**SET PROBLEM:** Revise the records below by substituting "central" for "innermost" wherever it occurs, leaving everything else unchanged.

**DATA PROVIDED:**
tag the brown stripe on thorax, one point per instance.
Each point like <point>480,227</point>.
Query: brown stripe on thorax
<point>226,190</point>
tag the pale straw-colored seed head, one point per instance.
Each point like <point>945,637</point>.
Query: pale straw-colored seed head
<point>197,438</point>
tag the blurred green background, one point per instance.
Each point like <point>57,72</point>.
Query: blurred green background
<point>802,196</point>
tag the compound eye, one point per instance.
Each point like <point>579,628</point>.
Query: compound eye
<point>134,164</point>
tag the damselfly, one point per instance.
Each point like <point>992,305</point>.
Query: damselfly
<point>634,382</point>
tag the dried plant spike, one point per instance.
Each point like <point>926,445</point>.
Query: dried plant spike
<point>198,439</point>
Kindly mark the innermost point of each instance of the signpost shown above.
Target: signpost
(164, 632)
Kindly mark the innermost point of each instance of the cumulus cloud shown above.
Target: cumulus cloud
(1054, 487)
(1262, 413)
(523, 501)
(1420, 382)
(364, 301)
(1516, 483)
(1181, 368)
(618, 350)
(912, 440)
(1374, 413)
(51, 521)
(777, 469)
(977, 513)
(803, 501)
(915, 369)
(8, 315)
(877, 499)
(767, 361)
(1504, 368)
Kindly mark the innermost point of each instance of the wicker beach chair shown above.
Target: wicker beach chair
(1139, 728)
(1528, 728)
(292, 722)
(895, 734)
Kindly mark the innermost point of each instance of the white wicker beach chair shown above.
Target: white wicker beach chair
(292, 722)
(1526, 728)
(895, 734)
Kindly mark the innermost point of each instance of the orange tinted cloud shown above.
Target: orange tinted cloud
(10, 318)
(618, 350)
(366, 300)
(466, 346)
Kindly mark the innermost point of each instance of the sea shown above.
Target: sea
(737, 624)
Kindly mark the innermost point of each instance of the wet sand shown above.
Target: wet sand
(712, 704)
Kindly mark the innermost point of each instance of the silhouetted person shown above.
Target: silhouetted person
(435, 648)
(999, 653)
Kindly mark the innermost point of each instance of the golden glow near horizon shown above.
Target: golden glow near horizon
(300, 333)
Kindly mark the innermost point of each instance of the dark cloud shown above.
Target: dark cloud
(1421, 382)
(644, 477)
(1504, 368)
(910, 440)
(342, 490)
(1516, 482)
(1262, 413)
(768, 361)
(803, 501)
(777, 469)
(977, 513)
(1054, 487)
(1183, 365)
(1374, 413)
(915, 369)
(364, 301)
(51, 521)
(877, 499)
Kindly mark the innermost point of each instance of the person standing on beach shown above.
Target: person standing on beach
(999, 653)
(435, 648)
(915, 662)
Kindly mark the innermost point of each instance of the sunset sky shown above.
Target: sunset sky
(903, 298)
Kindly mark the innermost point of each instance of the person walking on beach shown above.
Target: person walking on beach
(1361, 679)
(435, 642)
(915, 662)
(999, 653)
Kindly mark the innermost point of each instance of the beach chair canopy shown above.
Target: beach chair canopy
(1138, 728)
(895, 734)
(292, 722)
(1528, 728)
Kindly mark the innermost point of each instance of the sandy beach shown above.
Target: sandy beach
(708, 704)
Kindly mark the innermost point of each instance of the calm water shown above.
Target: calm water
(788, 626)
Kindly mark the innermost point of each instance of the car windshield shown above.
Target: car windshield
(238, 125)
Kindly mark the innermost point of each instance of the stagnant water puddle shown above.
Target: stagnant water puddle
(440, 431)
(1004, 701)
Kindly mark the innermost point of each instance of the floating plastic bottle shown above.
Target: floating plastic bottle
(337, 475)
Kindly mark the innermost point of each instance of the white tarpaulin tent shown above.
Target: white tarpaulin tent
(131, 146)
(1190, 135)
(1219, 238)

**RESULT OF THIS TASK:**
tag the brown stripe on thorax, one point per instance.
Each point like <point>480,227</point>.
Query: brown stripe on thorax
<point>226,190</point>
tag the pale straw-colored seed head, one point per instance.
Each point like <point>945,637</point>.
Query: pale straw-colored seed head
<point>197,438</point>
tag the blurred green background, one point per instance.
Each point like <point>57,72</point>.
Query: blurred green background
<point>802,196</point>
tag the compound eye, one point per instance.
Each point like <point>579,628</point>.
Query: compound eye
<point>134,164</point>
tag the damselfly, one point per instance.
Each point like <point>992,305</point>.
Query: damselfly
<point>634,382</point>
tag the dried plant spike, one point per instance.
Each point like <point>926,445</point>.
Query: dried plant spike
<point>198,439</point>
Kindly mark the central point of each instance of the signpost shown above.
Target: signpost
(164, 632)
Kindly mark the central point of each instance of the cumulus cloud shown above.
Target: cumulus cloud
(1054, 487)
(1262, 413)
(523, 501)
(1420, 382)
(364, 301)
(1516, 483)
(1181, 368)
(618, 350)
(912, 440)
(1374, 413)
(51, 521)
(777, 469)
(977, 513)
(803, 501)
(915, 369)
(8, 315)
(877, 499)
(767, 361)
(1504, 368)
Kindly mark the central point of each instance of the wicker beach chair shown above.
Target: wicker beach chair
(1139, 728)
(1528, 728)
(292, 722)
(895, 734)
Kindly mark the central point of each instance of the white wicker beach chair shown above.
Target: white wicker beach chair
(292, 722)
(1526, 728)
(895, 734)
Kindly mark the central point of each instance of the orange tinted cloud shown above.
Target: orange tinted cloud
(10, 318)
(618, 350)
(366, 300)
(466, 346)
Kindly mark the central point of each instance of the sea shown above.
Target: sea
(737, 624)
Kindly mark the central point of each instance of the wet sand shown above.
Target: wet sand
(712, 704)
Kindly mark the central point of each instance of the silhouetted person shown above.
Target: silhouetted person
(435, 648)
(999, 653)
Kindly mark the central point of each instance of the golden glow near horizon shown above.
Target: golden glow near horizon
(300, 333)
Kindly mark the central point of each instance of the dark cloud shown above.
Target: dark cloud
(1421, 382)
(644, 477)
(1504, 368)
(910, 440)
(342, 490)
(1516, 482)
(1262, 413)
(768, 361)
(803, 501)
(777, 469)
(977, 513)
(1054, 487)
(1183, 365)
(1374, 413)
(915, 369)
(364, 301)
(51, 521)
(877, 499)
Kindly mark the central point of each instance of the person standing on beach shown above.
Target: person standing on beach
(999, 653)
(435, 648)
(915, 662)
Kindly mark the central point of each instance of the sunset sky shown above.
Target: sunset sky
(903, 298)
Kindly mark the central point of each instance of the person walking on beach shown above.
Target: person walking on beach
(1361, 679)
(435, 642)
(915, 662)
(999, 653)
Kindly mark the central point of each instance of the beach chair canopy shown above.
Target: beach chair canopy
(1138, 728)
(895, 734)
(292, 722)
(1528, 728)
Kindly mark the central point of each instance of the sandy beach shown above.
Target: sandy beach
(708, 704)
Kindly mark the central point of each instance of the calm water shown above.
Target: calm water
(788, 626)
Kindly mark the central point of each instance of the car windshield shown above.
Target: car windshield
(238, 125)
Kindly mark the central point of each instance of the stagnant water puddle shown above.
Target: stagnant water puddle
(440, 431)
(1004, 701)
Kindly mark the central point of each instance of the floating plastic bottle shown above.
Target: floating plastic bottle
(337, 475)
Kindly mark the central point of each instance of the white tarpaulin tent shown above.
Target: white tarpaulin tent
(131, 146)
(1190, 135)
(1219, 238)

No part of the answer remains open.